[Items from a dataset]
+ + + + +
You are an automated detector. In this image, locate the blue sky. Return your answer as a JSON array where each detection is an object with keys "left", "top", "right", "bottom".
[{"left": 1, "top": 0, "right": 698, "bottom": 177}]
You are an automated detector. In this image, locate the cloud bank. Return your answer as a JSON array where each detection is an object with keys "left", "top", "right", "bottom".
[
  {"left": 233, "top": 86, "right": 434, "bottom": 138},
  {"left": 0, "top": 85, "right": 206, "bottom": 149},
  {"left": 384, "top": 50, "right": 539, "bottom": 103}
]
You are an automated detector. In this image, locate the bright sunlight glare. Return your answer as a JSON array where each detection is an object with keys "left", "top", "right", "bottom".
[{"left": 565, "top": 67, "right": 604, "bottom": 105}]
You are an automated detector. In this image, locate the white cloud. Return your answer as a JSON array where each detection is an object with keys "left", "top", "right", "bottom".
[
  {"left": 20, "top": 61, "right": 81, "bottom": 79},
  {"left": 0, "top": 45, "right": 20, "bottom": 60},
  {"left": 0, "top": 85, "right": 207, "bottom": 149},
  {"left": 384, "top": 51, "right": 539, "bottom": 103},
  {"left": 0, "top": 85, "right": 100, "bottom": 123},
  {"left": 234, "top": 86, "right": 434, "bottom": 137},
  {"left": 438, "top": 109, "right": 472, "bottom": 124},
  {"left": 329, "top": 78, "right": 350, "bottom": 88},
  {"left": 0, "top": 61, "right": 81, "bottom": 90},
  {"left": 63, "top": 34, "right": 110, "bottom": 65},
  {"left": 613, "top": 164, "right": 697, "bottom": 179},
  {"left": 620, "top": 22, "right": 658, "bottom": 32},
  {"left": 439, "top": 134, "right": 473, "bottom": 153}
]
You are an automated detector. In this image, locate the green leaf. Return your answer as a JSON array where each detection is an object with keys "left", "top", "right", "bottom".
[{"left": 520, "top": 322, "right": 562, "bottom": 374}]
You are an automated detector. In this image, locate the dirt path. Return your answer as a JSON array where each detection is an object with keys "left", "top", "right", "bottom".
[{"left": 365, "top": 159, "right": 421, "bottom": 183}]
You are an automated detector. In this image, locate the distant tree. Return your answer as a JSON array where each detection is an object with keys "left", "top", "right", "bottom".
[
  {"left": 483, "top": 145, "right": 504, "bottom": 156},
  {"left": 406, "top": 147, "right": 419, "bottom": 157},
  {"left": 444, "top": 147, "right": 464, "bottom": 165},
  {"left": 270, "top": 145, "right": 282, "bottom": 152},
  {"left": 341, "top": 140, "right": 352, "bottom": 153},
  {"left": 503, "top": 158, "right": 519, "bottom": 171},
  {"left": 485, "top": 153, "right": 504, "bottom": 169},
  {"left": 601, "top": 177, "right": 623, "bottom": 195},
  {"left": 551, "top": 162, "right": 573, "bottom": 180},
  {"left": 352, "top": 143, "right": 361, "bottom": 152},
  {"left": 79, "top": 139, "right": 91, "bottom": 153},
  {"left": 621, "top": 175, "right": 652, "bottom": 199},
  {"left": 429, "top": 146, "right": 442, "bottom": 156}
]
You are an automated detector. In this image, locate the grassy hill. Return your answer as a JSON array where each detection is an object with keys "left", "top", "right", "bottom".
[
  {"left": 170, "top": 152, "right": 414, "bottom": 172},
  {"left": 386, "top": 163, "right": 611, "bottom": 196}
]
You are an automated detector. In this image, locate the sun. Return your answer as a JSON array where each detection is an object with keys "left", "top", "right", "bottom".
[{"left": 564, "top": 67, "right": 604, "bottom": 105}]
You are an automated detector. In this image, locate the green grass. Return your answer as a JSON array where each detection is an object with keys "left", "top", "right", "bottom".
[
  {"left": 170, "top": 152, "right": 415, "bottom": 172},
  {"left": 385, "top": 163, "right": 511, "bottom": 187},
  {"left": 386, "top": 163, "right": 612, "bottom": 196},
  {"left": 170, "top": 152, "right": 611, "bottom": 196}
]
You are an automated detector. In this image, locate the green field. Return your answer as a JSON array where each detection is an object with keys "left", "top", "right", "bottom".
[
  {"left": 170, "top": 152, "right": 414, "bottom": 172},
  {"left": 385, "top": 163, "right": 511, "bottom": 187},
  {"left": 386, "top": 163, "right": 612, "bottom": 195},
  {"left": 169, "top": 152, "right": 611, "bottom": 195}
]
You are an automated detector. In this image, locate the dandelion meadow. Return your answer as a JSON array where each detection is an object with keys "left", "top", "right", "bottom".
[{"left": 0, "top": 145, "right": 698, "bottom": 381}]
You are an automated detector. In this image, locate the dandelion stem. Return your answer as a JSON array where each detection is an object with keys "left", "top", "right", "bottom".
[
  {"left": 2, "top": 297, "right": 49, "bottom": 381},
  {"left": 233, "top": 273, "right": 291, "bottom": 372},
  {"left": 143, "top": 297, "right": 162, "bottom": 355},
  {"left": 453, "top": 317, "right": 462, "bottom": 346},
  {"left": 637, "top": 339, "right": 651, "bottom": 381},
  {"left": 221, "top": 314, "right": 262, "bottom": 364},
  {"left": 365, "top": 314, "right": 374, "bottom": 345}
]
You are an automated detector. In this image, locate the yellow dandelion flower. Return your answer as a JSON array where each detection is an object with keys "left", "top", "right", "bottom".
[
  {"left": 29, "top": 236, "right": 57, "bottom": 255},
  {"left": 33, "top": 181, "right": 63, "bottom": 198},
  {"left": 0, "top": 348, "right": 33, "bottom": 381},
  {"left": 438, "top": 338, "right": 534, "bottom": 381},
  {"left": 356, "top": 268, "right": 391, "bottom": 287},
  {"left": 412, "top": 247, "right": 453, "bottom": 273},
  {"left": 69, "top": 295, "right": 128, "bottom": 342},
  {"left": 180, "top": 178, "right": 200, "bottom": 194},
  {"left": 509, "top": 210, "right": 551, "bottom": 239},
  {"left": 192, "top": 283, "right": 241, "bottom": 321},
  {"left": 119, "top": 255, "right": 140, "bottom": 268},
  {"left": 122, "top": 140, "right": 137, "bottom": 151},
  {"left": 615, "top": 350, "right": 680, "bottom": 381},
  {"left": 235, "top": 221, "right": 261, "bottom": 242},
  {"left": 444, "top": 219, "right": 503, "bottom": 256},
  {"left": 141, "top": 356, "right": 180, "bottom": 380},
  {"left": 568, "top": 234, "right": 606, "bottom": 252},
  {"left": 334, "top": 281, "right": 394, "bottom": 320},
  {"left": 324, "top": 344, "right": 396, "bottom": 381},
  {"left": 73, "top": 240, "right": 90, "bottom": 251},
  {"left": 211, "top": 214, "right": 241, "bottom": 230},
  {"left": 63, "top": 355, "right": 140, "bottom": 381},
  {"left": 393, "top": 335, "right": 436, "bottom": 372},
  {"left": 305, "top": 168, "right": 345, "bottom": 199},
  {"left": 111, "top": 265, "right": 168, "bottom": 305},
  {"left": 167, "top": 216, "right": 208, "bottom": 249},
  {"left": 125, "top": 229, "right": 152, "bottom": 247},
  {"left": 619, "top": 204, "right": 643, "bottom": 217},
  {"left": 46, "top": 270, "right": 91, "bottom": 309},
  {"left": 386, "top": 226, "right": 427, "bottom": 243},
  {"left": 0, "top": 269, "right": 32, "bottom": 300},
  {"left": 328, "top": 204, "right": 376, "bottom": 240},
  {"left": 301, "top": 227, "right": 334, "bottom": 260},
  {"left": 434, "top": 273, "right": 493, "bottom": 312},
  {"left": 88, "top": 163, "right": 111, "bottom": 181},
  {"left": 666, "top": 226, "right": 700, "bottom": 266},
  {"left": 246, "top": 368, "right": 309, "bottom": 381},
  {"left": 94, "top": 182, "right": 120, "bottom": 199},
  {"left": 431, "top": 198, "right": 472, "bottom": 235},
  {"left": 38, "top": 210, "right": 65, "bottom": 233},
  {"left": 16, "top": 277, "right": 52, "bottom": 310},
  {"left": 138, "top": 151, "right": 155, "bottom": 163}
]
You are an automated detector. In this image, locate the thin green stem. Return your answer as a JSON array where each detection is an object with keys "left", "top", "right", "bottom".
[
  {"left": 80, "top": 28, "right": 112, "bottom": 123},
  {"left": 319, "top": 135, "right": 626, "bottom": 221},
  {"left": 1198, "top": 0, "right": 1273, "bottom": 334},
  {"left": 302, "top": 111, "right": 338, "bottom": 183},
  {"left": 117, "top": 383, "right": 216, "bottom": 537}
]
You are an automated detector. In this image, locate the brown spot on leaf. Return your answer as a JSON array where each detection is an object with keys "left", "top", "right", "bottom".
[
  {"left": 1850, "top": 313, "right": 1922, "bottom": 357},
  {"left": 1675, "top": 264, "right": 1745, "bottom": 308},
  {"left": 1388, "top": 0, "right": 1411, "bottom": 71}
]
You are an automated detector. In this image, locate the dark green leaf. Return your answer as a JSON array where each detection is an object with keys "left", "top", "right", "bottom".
+ + + + +
Please quote exactly the lines from the one containing "You are an automated detector. In this image, locate the thin" through the last line of the records above, both included, and nothing else.

### Task output:
You are an automated detector. In this image, locate the thin green stem. Return your answer as a JSON array where each detection is an object with keys "left", "top", "right", "bottom".
[
  {"left": 80, "top": 28, "right": 112, "bottom": 123},
  {"left": 319, "top": 135, "right": 626, "bottom": 221},
  {"left": 1198, "top": 0, "right": 1273, "bottom": 334},
  {"left": 302, "top": 111, "right": 338, "bottom": 183},
  {"left": 117, "top": 383, "right": 216, "bottom": 537}
]
You are an automated detector. In this image, locate the brown spot on leaf. Return your answer as a JSON array where each detection is an object with keys "left", "top", "right", "bottom".
[
  {"left": 1850, "top": 313, "right": 1922, "bottom": 357},
  {"left": 1675, "top": 264, "right": 1745, "bottom": 308},
  {"left": 1388, "top": 0, "right": 1411, "bottom": 71}
]
You are an automated detector. In this image, locate the dark green leaf. Return your answer as a JSON array where each detection is an object with keys "left", "top", "right", "bottom".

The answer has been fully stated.